→ **WORK TO COMPLETE**: Locate every line of the records below that contains the string "Target", matching case exactly, and copy each such line in full.

→ **DATASET ROWS**:
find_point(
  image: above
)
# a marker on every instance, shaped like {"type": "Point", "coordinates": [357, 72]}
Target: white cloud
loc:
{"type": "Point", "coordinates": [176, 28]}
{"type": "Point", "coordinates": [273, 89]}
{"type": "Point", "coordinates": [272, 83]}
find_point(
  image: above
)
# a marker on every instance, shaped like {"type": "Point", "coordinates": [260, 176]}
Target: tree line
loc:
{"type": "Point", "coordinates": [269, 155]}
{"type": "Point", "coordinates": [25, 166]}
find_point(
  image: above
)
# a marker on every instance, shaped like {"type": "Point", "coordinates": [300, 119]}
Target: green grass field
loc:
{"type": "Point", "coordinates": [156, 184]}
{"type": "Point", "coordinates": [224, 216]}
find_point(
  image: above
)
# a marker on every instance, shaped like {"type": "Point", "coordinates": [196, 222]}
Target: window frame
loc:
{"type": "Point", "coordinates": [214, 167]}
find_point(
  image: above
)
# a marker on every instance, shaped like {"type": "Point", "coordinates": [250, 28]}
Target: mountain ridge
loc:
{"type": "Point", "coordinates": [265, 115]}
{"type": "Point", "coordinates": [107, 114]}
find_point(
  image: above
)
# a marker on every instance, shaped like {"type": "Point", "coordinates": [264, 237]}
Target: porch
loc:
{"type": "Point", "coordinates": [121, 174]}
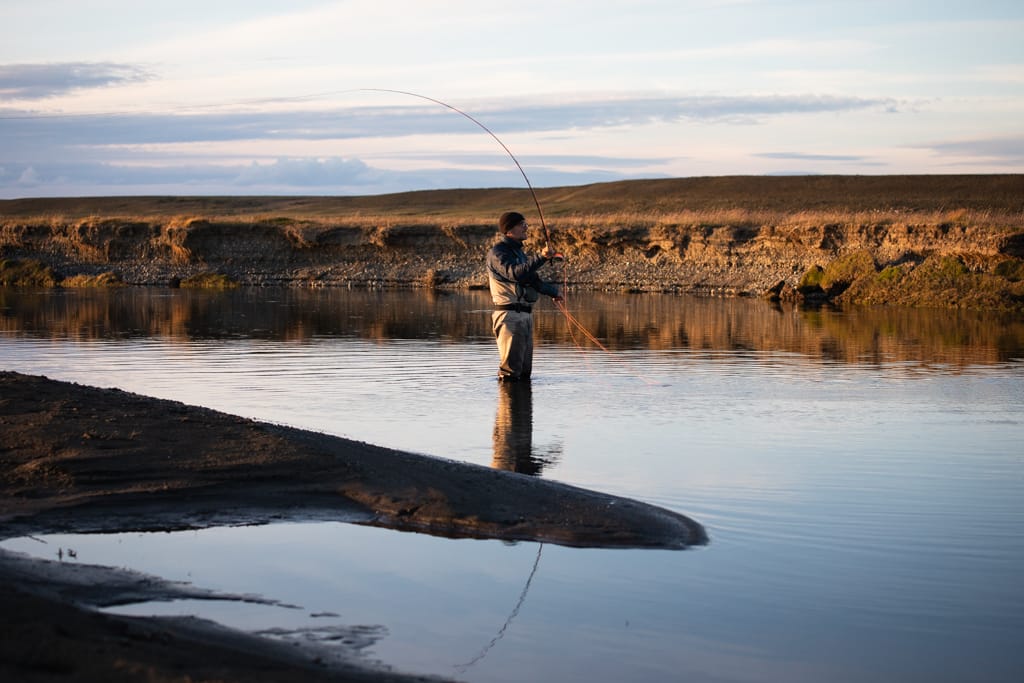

→ **COMPLETE ANSWER**:
Target: white cloud
Target: tree line
Target: green grass field
Target: window frame
Target: mountain ridge
Target: porch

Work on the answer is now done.